WHAT IS REQUIRED
Could you reproduce the lines below with every "largest disc" changed to "largest circle" and nothing else altered?

EXERCISE INPUTS

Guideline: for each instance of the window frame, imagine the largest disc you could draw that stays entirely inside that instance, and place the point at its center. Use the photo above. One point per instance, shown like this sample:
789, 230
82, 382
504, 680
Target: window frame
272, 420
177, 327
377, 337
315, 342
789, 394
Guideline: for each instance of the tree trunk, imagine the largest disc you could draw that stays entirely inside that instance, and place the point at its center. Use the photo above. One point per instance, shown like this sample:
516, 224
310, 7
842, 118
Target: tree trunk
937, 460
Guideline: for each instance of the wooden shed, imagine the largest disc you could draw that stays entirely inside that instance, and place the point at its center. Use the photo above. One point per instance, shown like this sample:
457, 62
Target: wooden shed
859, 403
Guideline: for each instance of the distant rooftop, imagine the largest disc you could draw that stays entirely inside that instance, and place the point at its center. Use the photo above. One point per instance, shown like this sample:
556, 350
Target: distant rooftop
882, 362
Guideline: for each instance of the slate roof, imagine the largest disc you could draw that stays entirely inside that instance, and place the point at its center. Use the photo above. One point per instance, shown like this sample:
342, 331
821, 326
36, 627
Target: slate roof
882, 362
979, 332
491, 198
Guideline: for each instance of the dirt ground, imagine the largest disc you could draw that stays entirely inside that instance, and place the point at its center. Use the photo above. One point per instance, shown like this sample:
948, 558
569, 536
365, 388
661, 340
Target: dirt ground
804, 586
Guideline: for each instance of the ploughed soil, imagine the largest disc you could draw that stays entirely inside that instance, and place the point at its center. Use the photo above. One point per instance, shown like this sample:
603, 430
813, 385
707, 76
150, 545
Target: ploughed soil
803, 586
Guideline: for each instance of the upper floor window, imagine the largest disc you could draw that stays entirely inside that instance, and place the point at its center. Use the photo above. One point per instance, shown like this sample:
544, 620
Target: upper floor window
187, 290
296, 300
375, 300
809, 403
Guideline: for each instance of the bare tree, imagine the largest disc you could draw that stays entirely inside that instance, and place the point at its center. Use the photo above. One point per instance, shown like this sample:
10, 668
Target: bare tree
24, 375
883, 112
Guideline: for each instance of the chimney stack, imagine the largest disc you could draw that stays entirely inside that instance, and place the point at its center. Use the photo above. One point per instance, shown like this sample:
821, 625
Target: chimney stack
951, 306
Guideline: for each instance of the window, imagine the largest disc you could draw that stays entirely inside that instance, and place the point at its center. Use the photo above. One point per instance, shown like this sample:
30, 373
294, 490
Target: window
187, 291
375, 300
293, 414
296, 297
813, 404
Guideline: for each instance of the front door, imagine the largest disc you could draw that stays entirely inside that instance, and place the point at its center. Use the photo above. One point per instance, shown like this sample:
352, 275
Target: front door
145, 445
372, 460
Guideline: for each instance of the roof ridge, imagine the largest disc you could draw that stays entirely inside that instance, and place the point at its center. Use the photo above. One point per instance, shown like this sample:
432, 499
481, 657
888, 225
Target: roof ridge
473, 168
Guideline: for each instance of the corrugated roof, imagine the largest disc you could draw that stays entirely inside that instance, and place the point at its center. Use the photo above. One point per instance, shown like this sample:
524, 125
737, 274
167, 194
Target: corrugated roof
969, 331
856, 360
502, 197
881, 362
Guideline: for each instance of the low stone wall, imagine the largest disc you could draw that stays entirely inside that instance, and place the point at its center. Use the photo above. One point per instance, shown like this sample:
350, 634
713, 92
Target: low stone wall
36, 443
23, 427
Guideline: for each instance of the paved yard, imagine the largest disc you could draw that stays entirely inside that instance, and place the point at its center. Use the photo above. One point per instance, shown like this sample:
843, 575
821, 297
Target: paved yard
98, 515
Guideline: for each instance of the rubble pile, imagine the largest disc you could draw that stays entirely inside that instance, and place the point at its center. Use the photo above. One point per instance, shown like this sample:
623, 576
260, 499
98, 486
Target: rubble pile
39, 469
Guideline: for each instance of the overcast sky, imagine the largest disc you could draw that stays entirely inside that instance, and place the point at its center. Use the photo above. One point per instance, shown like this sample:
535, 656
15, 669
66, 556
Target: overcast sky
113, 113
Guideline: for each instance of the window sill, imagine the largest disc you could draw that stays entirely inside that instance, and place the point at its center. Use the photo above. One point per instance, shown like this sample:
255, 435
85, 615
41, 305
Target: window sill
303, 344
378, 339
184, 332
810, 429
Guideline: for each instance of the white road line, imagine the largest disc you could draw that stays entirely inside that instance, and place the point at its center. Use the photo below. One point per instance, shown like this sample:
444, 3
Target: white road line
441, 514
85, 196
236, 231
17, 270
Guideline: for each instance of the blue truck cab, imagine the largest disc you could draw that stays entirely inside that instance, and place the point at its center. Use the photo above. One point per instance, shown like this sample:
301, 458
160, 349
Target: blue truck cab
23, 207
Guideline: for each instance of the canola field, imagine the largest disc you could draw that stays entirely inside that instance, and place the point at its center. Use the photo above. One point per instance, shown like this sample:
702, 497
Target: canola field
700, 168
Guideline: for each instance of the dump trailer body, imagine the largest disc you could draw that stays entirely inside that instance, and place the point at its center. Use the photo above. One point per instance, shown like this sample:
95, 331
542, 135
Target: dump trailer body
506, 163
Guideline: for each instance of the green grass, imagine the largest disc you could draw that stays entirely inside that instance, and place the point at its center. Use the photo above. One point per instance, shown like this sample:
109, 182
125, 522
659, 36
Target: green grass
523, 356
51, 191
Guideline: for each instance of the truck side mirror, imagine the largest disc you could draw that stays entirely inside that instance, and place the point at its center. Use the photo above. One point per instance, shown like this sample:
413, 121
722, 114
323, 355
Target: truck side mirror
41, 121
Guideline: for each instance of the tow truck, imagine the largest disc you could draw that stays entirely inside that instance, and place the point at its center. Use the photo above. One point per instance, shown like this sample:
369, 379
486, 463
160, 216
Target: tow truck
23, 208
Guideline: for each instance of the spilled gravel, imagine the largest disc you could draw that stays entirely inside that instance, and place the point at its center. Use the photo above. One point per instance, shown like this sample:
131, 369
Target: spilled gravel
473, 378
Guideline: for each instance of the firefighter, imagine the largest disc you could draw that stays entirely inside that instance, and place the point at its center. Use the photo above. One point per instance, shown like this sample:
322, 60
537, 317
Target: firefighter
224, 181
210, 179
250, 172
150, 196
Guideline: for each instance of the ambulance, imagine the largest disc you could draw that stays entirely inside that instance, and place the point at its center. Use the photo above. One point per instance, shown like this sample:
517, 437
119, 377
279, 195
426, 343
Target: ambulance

SOLUTION BELOW
Guideline: for each instance of the window frame, imagine the largest circle you could draw that stays entirely inside that instance, and place the point at its center. Use the photo above. One point per instance, shown like this sample:
789, 230
82, 382
504, 680
Target: window frame
272, 420
177, 327
377, 337
315, 342
789, 394
Guideline: for each instance of the tree trunk, imagine the largest circle you could draw that stays entirely inside that instance, and place the point at its center. Use the photo above. One point per instance, shown like this sample:
516, 224
310, 7
842, 118
Target: tree trunk
937, 460
Guideline: for each instance of the wooden shed, imagine the largest circle you could draw that stays entirely inside that instance, and place the point at its center. Use the photo above. One point per instance, shown like this sample:
457, 62
Target: wooden shed
859, 403
Guideline: for each instance of the distant rooftop, imagine the largest circle you could draw that stays entirely inside that instance, and place the point at its center. Use the photo above. One point per instance, shown like this sample:
556, 350
Target: distant rooftop
882, 362
Guideline: for each instance of the slate roof, imagine the largest circle you could draw that stays entirely inside that instance, and place the point at its center. Use the photo above. One point per instance, shown like this sample:
342, 331
821, 326
36, 627
Target: slate roof
882, 362
979, 332
491, 198
Guideline: for each instance of the dirt ground, imagine the largest circle you could draw that stays entirely inside that instance, and place the point at its center. Use the photo above. One point per instance, shown like this sample:
948, 558
569, 536
365, 388
661, 340
Target: dirt ground
804, 586
Guideline: for each instance of the ploughed soil, imagine the largest circle you could draw that stays entirely inside that instance, and place the point at its center. Use the photo above. One point per instance, shown like this sample:
603, 430
813, 385
707, 76
150, 545
Target: ploughed soil
803, 586
Guideline: for each instance of the upper floor window, imagine the largest circle you could draw that stays entirely inside that instance, and place the point at its center. Use the photo above. One point per instance, shown like this sample:
544, 620
Target: upper floor window
187, 290
296, 300
375, 300
809, 403
Guideline: for each instance of the bare tree, imagine the largest circle you could draw that stays entirely inside that instance, and place the point at its center. Use the photo above. One point per instance, shown like this sample:
10, 668
Target: bare tree
24, 375
883, 112
Guideline: for each instance of the chimney stack, imagine the largest circle you could draw that stays entirely inside that instance, and place the point at its center. Use the photo above. One point per instance, shown like this sample:
821, 625
Target: chimney stack
951, 306
Guideline: for each instance of the window, imagine the largest circle you could draw that stays entirely inside that instance, and place the point at its center. Use the photo above. One point per instance, shown like this sample:
30, 373
294, 490
Target: window
187, 291
375, 300
293, 414
296, 297
813, 404
Guideline: for each instance of the front door, imagine the largest circle you could draw that stays entirely inside that instance, and place the point at its center. Use the photo above. One point per instance, shown like this sample:
352, 275
Target: front door
145, 445
372, 460
Guideline: for each instance of the roof ridge, imagine the largest circle you could draw that stays entirely inside that instance, and place the point at its center. Use the photo above. One point per instance, shown like this sample:
432, 499
481, 657
888, 225
Target: roof ridge
473, 168
Guideline: for each instance of the corrugated roof, imagine the largest circle you could draw that stays entirely inside that instance, and place the point at its center. Use the photo above. One point per instance, shown like this sample:
524, 125
737, 274
167, 194
Target: corrugated roof
969, 331
856, 360
502, 197
881, 362
Guideline: for each instance of the low stone wall, imagine the largest circle you could draw that stays entirely inside that instance, and place the point at its center. Use the photo above. One point per instance, shown like this sample:
350, 634
713, 92
Target: low stone wall
36, 443
23, 427
Guideline: for each instance of the paved yard, imagine the largest circle you could draw that stays entirely inside that instance, and place the point at its center. Use the photo above. One point per instance, shown like this sample:
843, 575
821, 297
Target: paved yard
98, 515
Guideline: for each instance of the rubble pile, imagine the largest circle you could draw that stays entirely inside that instance, and place the point at its center. Use the photo above. One point per instance, shown like this sample:
623, 576
260, 499
98, 486
Target: rubble pile
39, 469
Guideline: for each instance of the overcast sky, imagine the largest circle you could draw that stays entirely inside that instance, and place the point at its center. Use the photo above. One point per instance, shown like this sample:
535, 656
15, 669
66, 556
Target: overcast sky
113, 113
Guideline: for each instance of the window sill, imagine the largest circle you could draw that stays entirely inside that instance, and place the point at its center. Use the photo above. One point per instance, shown like this sample:
255, 435
85, 615
41, 305
Target: window sill
303, 344
378, 339
184, 332
810, 429
Guideline: for each instance of the white road line, imagine the largest circle you could draw that stays entirely inside that instance, and place the point at its center. Use the photo below. One point per instance, shown like this sample:
444, 3
Target: white road line
441, 514
85, 196
236, 231
17, 270
Guideline: for each instance of the blue truck cab, imagine the largest circle you could draw that stays entirely inside that instance, and place the point at its center. Use the photo above. One point per instance, shown like this sample:
301, 458
160, 349
Target: blue truck cab
23, 207
Guideline: for each instance of the canola field, imagine the largest circle you could draw that stays entirely inside that instance, and place the point at its center. Use the photo above. One point per instance, shown like this sample:
702, 497
Target: canola field
700, 168
Guideline: for each instance of the dump trailer body, imagine the largest circle you could draw that stays entirely inside that instance, and place the point at its center. Use the photo above. One point per instance, shown like this sample:
95, 331
542, 135
Target: dump trailer body
506, 163
Guideline: for each instance of the green grass, imagine the largest circle you could draw that stays entirely inside that instance, and place the point at its center. Use the photo above. One point per instance, shown like this sample:
109, 182
125, 522
659, 36
Target: green grass
523, 356
51, 191
Guideline: for each instance of the truck side mirror, imagine the largest circle you could draw that stays entirely inside that instance, and place the point at its center. Use the photo above. One point per instance, shown like this sample:
413, 121
722, 114
323, 355
Target: truck side mirror
41, 121
Guideline: for each instance of the tow truck, imagine the largest circle you could draw that stays entirely inside that instance, and place the point at its center. Use the photo above. One point per instance, shown like this sample:
369, 379
486, 463
160, 216
Target: tow truck
23, 208
Guideline: for each instance of the spilled gravel, imagine the largest circle you could draw that stays entirely inside that instance, and place the point at its center. Use the photo above. One point per instance, shown like this sample:
131, 369
Target: spilled gravel
473, 378
Guideline: for each instance of the firefighter, imagine the largest circle you could draw that stays entirely inside that instance, and place the point at its center. Use the photo above. One point per instance, shown like this sample:
322, 60
537, 317
Target: firefighter
224, 181
210, 179
250, 172
150, 196
Guideline: for each instance of the ambulance, imagine the largest circle you could draw that stays entirely inside that instance, and place the point at its center. Use the photo above. One point per instance, shown like this sample:
517, 437
119, 377
279, 195
426, 343
Target: ambulance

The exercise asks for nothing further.